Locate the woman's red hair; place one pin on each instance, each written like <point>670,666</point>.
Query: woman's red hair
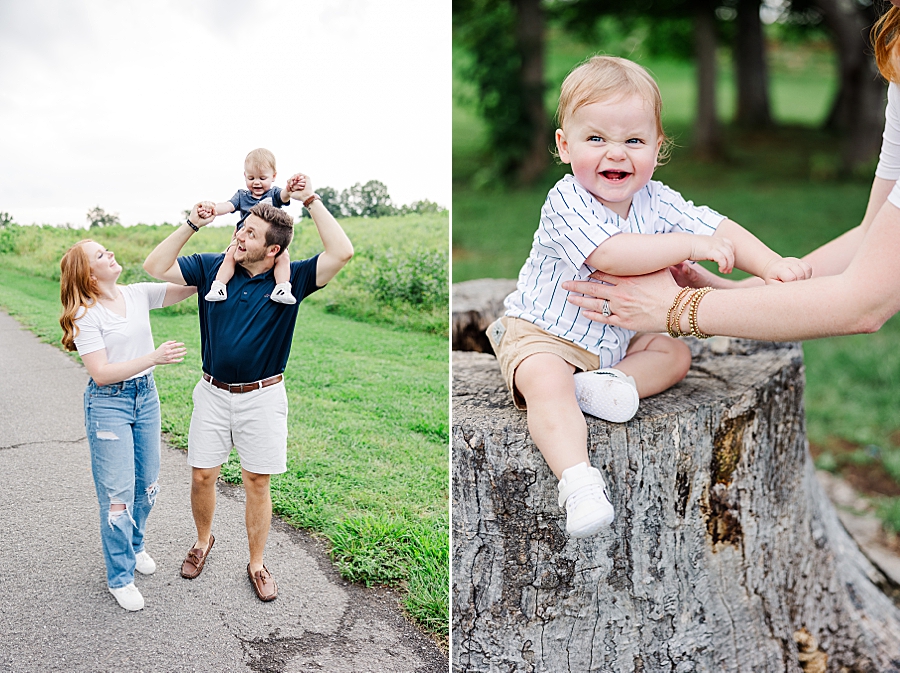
<point>77,290</point>
<point>884,37</point>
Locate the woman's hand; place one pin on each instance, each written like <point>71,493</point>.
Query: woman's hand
<point>169,353</point>
<point>637,303</point>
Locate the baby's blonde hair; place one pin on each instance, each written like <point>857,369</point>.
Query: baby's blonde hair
<point>610,78</point>
<point>260,158</point>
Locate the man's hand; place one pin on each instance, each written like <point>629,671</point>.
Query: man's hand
<point>786,270</point>
<point>299,187</point>
<point>203,213</point>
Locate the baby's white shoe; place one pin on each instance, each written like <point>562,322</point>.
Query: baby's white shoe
<point>582,492</point>
<point>608,394</point>
<point>218,292</point>
<point>282,294</point>
<point>144,563</point>
<point>128,597</point>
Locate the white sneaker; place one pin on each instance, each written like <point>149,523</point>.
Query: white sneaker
<point>582,492</point>
<point>282,294</point>
<point>128,597</point>
<point>218,292</point>
<point>144,564</point>
<point>608,394</point>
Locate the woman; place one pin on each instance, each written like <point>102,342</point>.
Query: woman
<point>855,287</point>
<point>109,325</point>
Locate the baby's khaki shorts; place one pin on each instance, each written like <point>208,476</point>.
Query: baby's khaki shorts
<point>514,339</point>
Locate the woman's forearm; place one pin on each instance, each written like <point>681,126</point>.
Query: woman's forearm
<point>105,373</point>
<point>858,300</point>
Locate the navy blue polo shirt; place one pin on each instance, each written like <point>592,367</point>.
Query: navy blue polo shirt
<point>248,336</point>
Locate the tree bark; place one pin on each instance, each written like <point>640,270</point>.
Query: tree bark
<point>725,554</point>
<point>753,110</point>
<point>858,109</point>
<point>707,134</point>
<point>530,44</point>
<point>476,304</point>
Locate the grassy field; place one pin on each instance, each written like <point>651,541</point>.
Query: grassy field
<point>784,185</point>
<point>368,390</point>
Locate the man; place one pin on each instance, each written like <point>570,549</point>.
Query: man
<point>245,342</point>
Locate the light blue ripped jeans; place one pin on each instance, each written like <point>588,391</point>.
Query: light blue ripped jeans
<point>122,424</point>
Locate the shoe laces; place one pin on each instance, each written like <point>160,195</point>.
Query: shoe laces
<point>585,493</point>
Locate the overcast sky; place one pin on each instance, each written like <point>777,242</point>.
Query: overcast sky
<point>145,107</point>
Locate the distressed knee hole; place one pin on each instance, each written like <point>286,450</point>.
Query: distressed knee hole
<point>152,491</point>
<point>118,513</point>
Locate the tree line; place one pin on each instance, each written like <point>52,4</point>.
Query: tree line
<point>506,41</point>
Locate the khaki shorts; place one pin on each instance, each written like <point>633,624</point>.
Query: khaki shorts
<point>514,339</point>
<point>254,423</point>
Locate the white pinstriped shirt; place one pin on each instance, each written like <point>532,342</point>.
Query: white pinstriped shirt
<point>573,224</point>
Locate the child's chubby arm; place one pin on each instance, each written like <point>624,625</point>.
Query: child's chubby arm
<point>754,256</point>
<point>208,209</point>
<point>637,254</point>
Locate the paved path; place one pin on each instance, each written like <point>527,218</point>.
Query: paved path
<point>56,613</point>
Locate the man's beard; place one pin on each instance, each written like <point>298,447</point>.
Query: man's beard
<point>252,258</point>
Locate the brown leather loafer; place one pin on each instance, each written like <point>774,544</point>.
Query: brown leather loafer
<point>263,584</point>
<point>195,560</point>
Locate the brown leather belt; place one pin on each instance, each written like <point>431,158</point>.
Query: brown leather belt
<point>243,387</point>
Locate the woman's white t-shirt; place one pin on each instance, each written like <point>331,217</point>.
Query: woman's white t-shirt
<point>124,338</point>
<point>889,160</point>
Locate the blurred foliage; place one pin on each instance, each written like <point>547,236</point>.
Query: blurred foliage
<point>371,199</point>
<point>486,28</point>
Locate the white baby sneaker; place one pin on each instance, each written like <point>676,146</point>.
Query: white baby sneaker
<point>282,294</point>
<point>128,597</point>
<point>218,292</point>
<point>608,394</point>
<point>144,563</point>
<point>582,492</point>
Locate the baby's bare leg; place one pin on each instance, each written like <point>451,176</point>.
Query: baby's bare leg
<point>555,422</point>
<point>283,268</point>
<point>656,361</point>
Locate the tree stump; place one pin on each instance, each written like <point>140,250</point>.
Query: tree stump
<point>725,554</point>
<point>476,304</point>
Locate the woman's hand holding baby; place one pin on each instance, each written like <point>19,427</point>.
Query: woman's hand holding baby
<point>169,353</point>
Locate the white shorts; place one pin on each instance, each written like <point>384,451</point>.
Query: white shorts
<point>254,423</point>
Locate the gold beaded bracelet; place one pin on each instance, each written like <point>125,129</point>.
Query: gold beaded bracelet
<point>692,314</point>
<point>674,328</point>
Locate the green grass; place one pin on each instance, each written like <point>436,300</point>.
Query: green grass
<point>368,424</point>
<point>784,185</point>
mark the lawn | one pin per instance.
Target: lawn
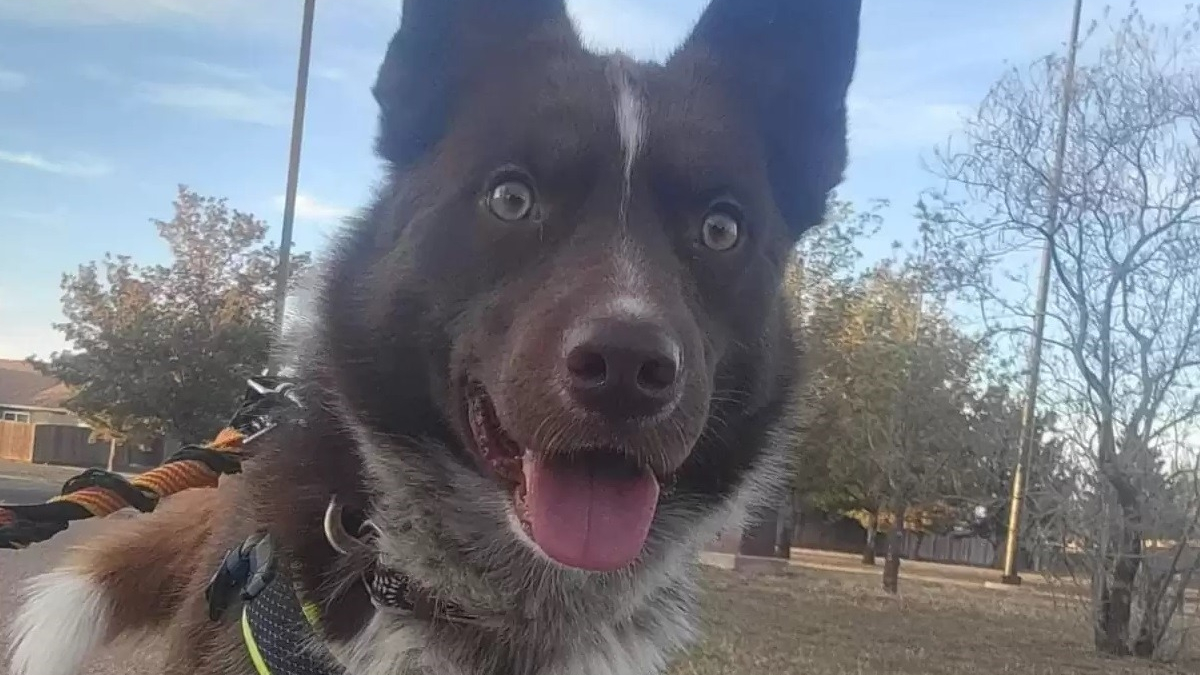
(821, 622)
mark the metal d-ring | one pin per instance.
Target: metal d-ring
(342, 541)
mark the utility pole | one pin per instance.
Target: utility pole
(1029, 412)
(283, 270)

───

**Exercise directions**
Carry over every line of the items from the line containing "Locate the woman's hand holding" through the line containing "<point>674,328</point>", both included, and add 90 to each coordinate in the answer points. Leave the sample points after "each written like" unchanged.

**Exercise output**
Locate the woman's hand holding baby; place one pin on each instance, each written like <point>19,427</point>.
Query: woman's hand holding baby
<point>259,443</point>
Locate the white shorts; place one pin on each instance, each written like <point>384,451</point>.
Query: white shorts
<point>344,513</point>
Locate the gold beaded bracelet; place one pin on each instance, each written like <point>125,129</point>.
Query: gold beaded bracelet
<point>782,404</point>
<point>764,418</point>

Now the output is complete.